:: Selected excerpt
So we got the courage up to tell my family about this. We were going to tell them the plan and we’d all be on board. We had it all going on.

We sat them down and told them OUR plan. We told them they had to participate or else. We didn’t use those words, but for some reason that’s how I feel it came out. Not how we wanted it to to sound, but never-the-less we had figured it all out and we were going to share our plan with our family.

They weren’t exactly excited. They were kinda shocked. I mean can you blame them. We sit down and tell them to do no gifts for everyone and we are all putting our money together and sending it to a certain place that we had already predetermined.

How rude of us! We didn’t ask anyones opinions. We told everyone what was going on. We determined where the money would go. We thought we had it all going on.
::::
:: Recorded data
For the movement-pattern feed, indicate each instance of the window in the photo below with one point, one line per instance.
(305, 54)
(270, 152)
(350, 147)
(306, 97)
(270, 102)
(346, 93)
::::
Exercise task –
In the passage about the family gift plan, what were the family members told to do with their money instead of giving gifts? The data are not required for this work.

Problem solution –
Pool it together and send it to a place that had already been predetermined.